▶ _Фрагмент документа_
####################

Проблема с анализом – это не проблема с распространением знаний. Концепты можно выучить, вызубрить, сегодня, кстати, все больше клиницистов довольно свободно читают и говорят по-французски. И все больше клиницистов из России имеют возможность изучать психоаналитические первоисточники самостоятельно. Преподавать курсы, пересказывать концепты, разве в этом состоит суть распространения психоанализа? Зачем пересказывать теории, если, конечно, это не Университетский дискурс, где с этим проблем нет и задачи другие? Забавно, Миллер отмечает в одном из своих курсов, что наука как знание зародилась не в Университетском дискурсе. Для меня анализ- это передача, если можно так сказать, вот этого желания выйти за границы знания, дойти до своего «я не думаю», и где «я не есть», желание терять идентификации, а не приобретать, желание, которое, скорее передается в этой позиции «Лакан против Лакана». То есть желания быть связанным именно с передовой, где происходит переосмысление концептов, иногда оспаривание их и т.д. Без клиники, просто как теория, лично для меня психоанализ не самая интересная теория, кстати. Есть и более интересные вещи, вон в истории философии сколько их. А психоанализ – это клиническая практика, которая находится в определенных отношениях с теорией, но не ориентирована ею.
Вы начали с цитаты Лакана, что психоанализ каждый должен изобрести сам. Имеется в виду в собственном анализе или в собственной практике?

####################

▶ _Выдержки из записей_
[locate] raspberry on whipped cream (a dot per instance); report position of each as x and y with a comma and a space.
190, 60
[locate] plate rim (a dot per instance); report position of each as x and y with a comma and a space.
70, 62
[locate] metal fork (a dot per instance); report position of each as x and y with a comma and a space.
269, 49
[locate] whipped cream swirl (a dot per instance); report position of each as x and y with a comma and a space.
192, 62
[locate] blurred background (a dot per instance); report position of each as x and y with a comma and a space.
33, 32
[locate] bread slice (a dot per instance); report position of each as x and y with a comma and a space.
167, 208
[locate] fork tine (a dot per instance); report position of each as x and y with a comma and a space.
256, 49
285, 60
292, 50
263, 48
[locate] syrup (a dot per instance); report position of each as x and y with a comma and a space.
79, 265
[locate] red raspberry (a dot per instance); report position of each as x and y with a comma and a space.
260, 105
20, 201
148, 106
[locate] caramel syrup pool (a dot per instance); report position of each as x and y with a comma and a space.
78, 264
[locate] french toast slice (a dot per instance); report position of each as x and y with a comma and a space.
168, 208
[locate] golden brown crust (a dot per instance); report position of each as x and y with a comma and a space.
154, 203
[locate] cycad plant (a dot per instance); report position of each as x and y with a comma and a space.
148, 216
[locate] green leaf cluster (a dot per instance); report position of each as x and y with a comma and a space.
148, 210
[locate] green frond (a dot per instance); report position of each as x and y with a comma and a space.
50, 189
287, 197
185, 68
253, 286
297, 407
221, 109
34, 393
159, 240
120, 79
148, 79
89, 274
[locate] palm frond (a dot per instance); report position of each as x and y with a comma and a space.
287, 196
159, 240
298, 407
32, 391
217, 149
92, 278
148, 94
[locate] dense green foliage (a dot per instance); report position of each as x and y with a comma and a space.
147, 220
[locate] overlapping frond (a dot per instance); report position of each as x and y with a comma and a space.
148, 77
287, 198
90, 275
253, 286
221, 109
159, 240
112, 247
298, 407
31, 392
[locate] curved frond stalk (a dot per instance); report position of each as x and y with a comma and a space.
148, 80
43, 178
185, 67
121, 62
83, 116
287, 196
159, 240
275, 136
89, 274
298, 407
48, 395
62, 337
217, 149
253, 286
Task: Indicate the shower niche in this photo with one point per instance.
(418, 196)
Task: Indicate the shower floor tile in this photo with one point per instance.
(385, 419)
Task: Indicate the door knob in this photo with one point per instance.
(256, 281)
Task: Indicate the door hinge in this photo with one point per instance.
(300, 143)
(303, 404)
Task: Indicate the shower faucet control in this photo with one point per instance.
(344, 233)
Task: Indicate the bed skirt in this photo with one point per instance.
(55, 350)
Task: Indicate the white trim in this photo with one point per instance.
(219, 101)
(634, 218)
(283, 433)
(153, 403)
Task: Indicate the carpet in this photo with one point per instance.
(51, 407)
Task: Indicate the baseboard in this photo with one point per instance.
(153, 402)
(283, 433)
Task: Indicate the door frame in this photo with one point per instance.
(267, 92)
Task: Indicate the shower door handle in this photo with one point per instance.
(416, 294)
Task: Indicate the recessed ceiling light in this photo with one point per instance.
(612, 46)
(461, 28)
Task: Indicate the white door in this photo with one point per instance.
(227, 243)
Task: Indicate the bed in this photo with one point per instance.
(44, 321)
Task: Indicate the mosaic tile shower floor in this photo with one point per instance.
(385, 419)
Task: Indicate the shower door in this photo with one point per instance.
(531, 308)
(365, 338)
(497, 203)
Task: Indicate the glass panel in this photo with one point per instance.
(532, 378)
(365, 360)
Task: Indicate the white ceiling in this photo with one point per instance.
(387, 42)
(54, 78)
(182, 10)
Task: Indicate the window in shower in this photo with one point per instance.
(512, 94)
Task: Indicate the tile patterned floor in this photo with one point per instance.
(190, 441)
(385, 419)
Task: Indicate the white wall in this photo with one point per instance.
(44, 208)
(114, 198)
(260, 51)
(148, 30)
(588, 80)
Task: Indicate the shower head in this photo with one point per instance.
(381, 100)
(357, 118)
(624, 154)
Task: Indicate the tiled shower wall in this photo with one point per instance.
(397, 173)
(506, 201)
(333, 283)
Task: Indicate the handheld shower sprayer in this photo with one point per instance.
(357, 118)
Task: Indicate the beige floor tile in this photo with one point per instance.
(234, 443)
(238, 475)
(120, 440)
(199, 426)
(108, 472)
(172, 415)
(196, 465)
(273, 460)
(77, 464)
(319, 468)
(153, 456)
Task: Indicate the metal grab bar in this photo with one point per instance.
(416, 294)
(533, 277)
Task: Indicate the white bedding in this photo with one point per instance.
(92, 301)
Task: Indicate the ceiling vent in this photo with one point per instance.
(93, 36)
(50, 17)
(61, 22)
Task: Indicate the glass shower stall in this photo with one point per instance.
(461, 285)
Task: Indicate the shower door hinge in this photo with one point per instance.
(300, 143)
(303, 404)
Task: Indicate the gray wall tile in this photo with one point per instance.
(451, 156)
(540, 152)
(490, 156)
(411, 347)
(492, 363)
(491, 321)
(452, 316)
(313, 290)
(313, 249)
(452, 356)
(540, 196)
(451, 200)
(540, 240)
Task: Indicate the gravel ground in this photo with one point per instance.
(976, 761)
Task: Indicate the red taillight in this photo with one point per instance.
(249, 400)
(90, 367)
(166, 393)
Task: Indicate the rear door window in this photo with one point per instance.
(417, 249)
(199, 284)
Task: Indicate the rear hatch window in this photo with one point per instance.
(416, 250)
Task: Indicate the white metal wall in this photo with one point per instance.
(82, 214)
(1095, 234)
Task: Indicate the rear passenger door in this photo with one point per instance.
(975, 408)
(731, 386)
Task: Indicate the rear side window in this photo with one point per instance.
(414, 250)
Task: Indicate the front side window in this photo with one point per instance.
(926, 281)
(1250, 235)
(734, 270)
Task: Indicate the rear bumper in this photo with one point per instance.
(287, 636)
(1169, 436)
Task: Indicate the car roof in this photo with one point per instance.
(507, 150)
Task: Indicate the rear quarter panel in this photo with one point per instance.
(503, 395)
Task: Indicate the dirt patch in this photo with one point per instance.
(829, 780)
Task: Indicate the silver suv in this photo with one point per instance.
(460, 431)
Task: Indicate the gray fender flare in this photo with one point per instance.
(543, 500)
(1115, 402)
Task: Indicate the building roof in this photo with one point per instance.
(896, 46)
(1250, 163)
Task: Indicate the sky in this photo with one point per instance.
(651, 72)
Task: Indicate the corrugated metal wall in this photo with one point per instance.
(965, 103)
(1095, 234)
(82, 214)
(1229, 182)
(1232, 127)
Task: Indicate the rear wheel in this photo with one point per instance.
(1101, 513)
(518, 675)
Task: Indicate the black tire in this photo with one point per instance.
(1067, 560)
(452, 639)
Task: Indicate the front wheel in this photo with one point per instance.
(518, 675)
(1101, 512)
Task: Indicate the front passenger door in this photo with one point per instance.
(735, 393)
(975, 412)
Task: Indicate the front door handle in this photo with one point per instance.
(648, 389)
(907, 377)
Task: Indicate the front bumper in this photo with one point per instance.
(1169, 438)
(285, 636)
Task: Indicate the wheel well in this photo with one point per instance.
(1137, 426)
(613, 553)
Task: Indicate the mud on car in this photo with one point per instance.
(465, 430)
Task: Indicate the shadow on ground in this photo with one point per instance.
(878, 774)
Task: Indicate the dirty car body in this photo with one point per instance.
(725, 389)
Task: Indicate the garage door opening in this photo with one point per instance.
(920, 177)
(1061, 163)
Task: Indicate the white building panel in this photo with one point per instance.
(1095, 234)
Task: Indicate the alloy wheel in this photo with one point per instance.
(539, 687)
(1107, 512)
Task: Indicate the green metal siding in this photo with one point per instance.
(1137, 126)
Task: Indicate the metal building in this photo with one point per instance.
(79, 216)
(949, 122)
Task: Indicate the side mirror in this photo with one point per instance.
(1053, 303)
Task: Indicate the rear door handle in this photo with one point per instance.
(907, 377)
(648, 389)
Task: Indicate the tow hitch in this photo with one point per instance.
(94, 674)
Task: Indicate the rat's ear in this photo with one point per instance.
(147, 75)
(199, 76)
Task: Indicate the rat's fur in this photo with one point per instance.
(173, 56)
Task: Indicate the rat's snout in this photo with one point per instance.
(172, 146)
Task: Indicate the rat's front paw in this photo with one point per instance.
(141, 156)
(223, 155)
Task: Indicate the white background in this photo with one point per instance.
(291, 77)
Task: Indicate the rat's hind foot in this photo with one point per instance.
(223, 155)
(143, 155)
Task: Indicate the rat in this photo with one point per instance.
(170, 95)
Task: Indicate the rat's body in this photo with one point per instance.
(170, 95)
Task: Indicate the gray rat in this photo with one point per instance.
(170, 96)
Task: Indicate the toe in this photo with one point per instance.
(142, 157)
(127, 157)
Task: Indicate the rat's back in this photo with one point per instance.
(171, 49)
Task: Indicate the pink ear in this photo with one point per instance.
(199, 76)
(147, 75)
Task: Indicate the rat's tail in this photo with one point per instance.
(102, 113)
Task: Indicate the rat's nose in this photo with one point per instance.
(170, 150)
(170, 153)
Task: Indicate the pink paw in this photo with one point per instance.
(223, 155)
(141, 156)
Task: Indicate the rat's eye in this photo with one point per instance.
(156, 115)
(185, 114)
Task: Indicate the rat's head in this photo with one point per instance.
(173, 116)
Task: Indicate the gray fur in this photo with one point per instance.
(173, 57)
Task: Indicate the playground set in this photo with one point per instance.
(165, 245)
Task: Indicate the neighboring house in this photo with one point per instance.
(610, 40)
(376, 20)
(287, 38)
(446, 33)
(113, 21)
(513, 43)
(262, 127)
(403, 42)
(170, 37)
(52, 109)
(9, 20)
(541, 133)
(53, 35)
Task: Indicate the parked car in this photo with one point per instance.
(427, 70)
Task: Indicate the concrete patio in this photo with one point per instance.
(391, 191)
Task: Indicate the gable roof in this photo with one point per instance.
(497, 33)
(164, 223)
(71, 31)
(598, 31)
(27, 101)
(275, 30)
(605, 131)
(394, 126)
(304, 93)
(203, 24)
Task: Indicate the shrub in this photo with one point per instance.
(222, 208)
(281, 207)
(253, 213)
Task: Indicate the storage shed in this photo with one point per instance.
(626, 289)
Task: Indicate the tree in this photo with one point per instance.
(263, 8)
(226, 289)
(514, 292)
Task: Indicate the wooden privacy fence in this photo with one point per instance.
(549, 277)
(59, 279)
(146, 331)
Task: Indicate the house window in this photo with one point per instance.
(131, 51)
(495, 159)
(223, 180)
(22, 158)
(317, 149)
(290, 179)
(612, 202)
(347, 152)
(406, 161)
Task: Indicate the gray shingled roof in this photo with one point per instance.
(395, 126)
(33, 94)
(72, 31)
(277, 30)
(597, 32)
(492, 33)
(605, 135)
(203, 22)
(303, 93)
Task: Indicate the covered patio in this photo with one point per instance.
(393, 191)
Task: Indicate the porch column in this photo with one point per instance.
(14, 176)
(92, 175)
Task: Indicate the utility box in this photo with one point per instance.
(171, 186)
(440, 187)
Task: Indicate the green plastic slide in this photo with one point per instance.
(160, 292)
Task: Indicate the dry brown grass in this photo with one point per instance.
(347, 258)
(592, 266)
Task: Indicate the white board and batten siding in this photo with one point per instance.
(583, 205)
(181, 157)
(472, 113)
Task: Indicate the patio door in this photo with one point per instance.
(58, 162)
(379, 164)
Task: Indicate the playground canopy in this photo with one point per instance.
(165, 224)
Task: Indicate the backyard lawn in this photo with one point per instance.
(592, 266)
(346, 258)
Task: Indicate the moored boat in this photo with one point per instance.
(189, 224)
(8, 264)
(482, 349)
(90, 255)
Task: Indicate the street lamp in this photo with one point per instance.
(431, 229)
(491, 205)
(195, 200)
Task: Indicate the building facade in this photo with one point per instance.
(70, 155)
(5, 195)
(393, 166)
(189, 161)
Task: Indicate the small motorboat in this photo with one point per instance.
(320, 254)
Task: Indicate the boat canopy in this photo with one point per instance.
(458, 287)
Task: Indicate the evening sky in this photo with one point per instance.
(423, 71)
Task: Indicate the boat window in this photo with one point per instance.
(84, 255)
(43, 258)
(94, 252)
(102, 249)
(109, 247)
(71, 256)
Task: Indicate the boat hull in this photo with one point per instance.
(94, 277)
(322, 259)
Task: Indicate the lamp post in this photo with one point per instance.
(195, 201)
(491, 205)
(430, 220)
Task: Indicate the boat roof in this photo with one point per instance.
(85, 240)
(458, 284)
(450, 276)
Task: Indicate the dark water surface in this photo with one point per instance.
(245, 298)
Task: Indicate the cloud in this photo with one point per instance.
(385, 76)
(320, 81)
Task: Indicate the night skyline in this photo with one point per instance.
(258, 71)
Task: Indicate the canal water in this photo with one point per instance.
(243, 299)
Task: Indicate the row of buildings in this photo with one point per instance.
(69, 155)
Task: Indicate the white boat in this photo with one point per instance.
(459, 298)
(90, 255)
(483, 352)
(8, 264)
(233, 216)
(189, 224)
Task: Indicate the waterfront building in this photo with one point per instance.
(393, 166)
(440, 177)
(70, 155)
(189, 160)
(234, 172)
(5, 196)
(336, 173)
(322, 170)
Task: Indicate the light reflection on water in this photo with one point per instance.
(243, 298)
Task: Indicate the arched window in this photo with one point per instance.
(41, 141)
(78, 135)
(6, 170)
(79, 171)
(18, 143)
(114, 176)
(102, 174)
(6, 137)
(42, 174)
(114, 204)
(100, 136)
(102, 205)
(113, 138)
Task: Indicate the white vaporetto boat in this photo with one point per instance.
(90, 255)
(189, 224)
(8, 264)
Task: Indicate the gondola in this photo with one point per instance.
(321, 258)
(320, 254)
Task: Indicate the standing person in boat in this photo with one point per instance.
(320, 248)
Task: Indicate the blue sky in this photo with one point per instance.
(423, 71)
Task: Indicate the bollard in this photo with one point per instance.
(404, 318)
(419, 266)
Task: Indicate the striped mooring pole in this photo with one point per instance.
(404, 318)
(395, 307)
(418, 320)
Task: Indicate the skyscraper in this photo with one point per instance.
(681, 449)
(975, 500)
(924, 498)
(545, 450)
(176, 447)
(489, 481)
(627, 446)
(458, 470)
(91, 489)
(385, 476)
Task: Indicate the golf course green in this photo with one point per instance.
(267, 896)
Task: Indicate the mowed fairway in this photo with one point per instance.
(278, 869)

####################

▶ _Задание 1_
Где, согласно фрагменту о психоанализе, по замечанию Миллера, не зародилась наука как знание?
▶ _Задание 2_
Продолжите фрагмент о психоанализе, начав сразу после его последней фразы.
Записи взяты из другого источника.

▶ _Ответ на задание 1_
В Университетском дискурсе.

▶ _Ответ на задание 2_
В собственном анализе и собственной практике, ориентированной анализом, которая могла бы начинаться и в социальном учреждении, например. Переизобрести анализ, значит стать анализантом без аналитика.
* в оформлении использована работа Dirk Wuestenhagen
[1] стенография семинаров Лакана на французском языке выложена на сайте http://staferla.free.fr
[2]стенография курсов, читаемых Жаком- Аленом Миллером с 1981 по 2011 на французском языке, доступны на сайте http://jonathanleroy.be/2016/02/orientation-lacanienne-jacques-alain-miller/
[3] Альфредо Зенони, психоаналитик, член ECF, автор книги “Другая клиническая практика”, опубликовано на http://psychanalyse.ru/zenoni-interview/
[4] «Tel que j’en arrive maintenant à le penser, la psychanalyse est intransmissible. C’est bien ennuyeux. C’est bien ennuyeux que chaque psychanalyste soit forcé – puisqu’il faut bien qu’il y soit forcé – de réinventer la psychanalyse». «Теперь в своих рассуждениях я пришел к тому, что психоанализ не поддается передачи. Конечно, это досадно. Досадно, что каждый аналитик вынужден, именно вынужден, переоткрыть психоанализ».